▶ _SOLICITUD 1_
En el texto sobre los dinosaurios en la Península Ibérica, ¿qué nombre recibía la localización estratégica privilegiada de la Península?
▶ _SOLICITUD 2_
Redacte de forma más breve el párrafo del texto sobre los dinosaurios en la Península Ibérica que comienza con «Sorprende, sin embargo», conservando sus datos principales.
▶ _SOLICITUD 3_
Retome el texto sobre los dinosaurios en la Península Ibérica a partir del punto en que termina.

▶ _BLOQUE DE TEXTO_
···

Cuando uno piensa en dinosaurios, le viene a la mente, lógico, Jurassic Park, sus muchas secuelas y la gran cantidad de «bichos» antediluvianos de películas anteriores (léase El Mundo Perdido o King Kong) y museos como el Museo Americano de Historia Natural o el Field Museum de Chicago –casi todos en territorio estadounidense–, aunque los continentes allá por el Pleistoceno, el Jurásico o derivados, no eran exactamente como ahora…
Sorprende, sin embargo, para aquel lego en paleontología (como un servidor, lo reconozco) saber que la Península Ibérica es un lugar de gran presencia fósil y en su día fue poco menos que un vergel para las bestias saurias. La Península tenía una localización estratégica privilegiada, llamada placa ibérica, pues ocupaba una posición central en el primer supercontinente, el célebre Pangea (¡qué tiempos!) y más tarde, siendo una de las isla más importantes (en cuanto a fauna y flora se refiere) durante la friolera de 150 millones de años.

···

▶ _INFORMACIÓN MOSTRADA_
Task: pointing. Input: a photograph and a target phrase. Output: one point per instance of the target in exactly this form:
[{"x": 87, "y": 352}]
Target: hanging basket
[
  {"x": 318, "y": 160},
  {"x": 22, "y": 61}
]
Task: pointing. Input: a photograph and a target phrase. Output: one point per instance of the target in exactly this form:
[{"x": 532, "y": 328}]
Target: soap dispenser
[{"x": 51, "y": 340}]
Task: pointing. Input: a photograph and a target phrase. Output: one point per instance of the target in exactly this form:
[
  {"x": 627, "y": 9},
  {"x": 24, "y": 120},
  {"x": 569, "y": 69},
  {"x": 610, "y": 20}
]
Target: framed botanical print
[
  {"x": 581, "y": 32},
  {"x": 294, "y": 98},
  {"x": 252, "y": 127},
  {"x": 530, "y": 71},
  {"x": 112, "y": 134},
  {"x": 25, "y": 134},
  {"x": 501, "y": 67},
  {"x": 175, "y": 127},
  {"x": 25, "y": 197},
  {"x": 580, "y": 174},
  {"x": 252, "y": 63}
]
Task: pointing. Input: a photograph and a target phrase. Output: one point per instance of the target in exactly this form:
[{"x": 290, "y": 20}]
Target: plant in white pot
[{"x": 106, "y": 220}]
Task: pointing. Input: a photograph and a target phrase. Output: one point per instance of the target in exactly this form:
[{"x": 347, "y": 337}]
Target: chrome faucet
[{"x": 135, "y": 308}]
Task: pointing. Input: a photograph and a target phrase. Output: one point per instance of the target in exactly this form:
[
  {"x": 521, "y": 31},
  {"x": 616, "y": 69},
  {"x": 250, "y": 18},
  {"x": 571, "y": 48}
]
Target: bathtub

···

▶ _RESULTADO 1_
Se llamaba placa ibérica.

▶ _RESULTADO 2_
La Península Ibérica tiene una gran presencia fósil y fue en su día casi un vergel para los dinosaurios. Su localización privilegiada, la placa ibérica, ocupaba una posición central en Pangea. Más tarde fue una de las islas más importantes en fauna y flora durante 150 millones de años.

▶ _RESULTADO 3_
Sin embargo, no es hasta el periodo conocido como Cretácico Medio (170 millones de años) cuando se fechan las primeras evidencias de presencia de grandes saurios en el territorio que hoy conforman España y Portugal, un amplio abanico de especies que vivieron (y acabaron extinguiéndose) en nuestro territorio. Hace unos 150 millones de años esta zona era una isla (o Península, depende de la fuente que se consulte), el llamado Macizo Hespérico (o Ibérico), cuya costa oriental coincidía con gran similitud con la línea que hoy dibuja el Sistema Ibérico, ubicada en una zona de mares de poca profundidad entre el Mar de Tetis (en lo que en la actualidad sería el Mediterráneo) y el Mar Rojo.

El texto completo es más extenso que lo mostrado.